** Problem requirements **
Please report every line of the entries below that contains the word "water". Case counts.

· · · · · · ·

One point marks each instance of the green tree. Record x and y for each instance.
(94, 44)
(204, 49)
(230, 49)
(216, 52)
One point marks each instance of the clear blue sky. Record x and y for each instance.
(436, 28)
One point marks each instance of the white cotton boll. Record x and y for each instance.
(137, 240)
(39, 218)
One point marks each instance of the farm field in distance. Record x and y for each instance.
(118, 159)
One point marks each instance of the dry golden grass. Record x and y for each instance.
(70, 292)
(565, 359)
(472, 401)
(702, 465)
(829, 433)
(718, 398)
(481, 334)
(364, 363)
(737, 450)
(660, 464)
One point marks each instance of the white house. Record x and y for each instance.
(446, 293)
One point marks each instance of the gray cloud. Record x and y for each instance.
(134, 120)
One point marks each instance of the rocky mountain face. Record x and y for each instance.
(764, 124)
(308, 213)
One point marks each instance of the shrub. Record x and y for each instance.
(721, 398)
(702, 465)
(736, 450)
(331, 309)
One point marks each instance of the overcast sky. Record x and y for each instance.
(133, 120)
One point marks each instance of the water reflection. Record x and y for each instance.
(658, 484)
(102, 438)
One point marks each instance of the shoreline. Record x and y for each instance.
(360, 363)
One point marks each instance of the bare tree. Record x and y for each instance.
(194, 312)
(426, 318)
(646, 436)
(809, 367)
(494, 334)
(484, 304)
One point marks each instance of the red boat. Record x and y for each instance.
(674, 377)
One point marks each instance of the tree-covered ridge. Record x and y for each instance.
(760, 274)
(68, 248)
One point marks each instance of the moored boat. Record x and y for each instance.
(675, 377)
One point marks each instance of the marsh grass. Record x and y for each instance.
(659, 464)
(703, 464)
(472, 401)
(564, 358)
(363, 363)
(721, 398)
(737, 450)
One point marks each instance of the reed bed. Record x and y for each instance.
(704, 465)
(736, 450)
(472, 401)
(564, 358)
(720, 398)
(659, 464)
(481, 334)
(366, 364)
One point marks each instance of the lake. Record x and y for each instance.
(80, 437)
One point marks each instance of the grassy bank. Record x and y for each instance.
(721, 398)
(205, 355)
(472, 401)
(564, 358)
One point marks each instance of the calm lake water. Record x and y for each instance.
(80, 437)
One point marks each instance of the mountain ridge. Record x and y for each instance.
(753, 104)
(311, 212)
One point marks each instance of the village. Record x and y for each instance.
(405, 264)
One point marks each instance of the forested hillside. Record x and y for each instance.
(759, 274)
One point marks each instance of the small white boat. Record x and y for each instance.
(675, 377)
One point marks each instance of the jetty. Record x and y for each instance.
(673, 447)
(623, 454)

· · · · · · ·

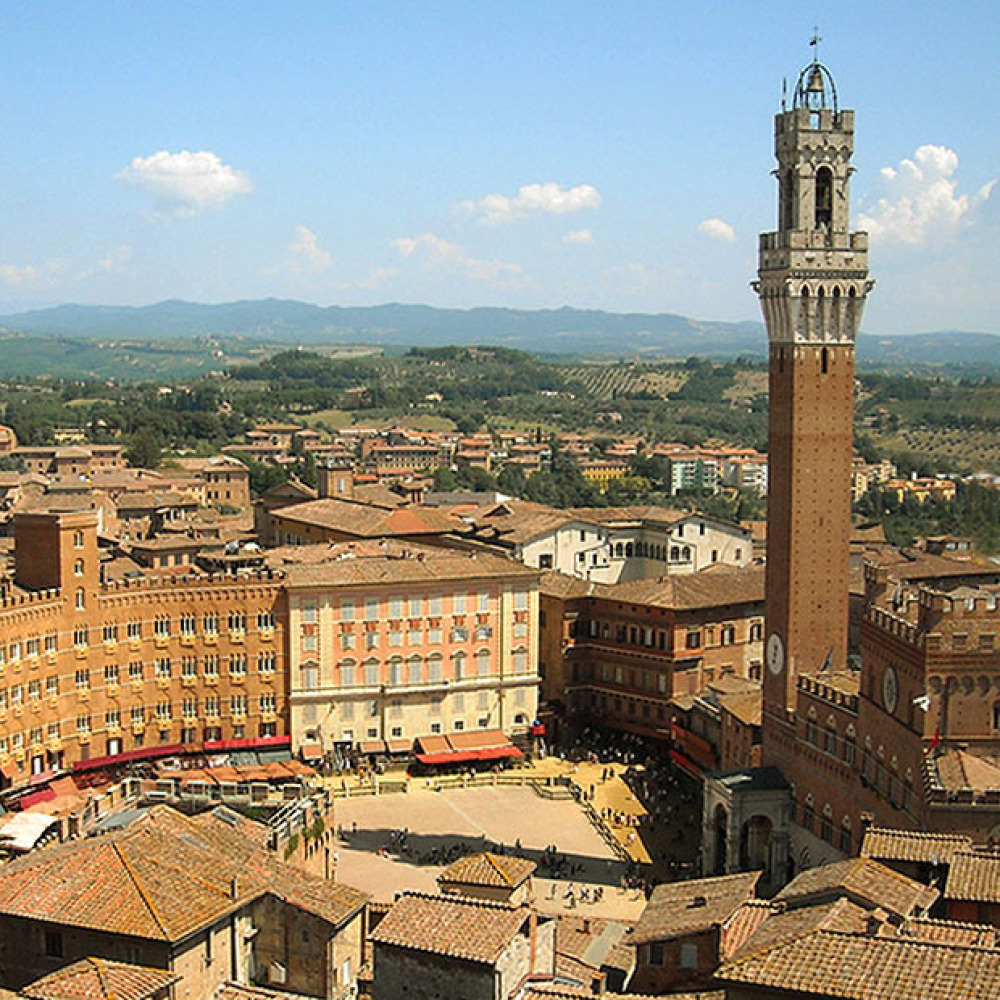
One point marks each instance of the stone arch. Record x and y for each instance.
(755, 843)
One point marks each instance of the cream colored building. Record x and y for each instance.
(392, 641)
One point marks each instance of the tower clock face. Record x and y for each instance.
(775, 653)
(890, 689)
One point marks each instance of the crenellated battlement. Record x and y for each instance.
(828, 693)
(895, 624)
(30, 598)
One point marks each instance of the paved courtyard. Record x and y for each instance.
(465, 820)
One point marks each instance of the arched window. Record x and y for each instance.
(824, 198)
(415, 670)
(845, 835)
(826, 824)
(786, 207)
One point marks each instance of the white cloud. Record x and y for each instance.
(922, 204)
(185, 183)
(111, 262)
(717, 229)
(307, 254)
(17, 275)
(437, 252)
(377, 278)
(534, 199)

· · · · · · ·

** Response to this exercise **
One point marks each instance of the water reflection. Record x and y for each instance.
One point marks each instance of the calm lake water. Record x and y for each instance.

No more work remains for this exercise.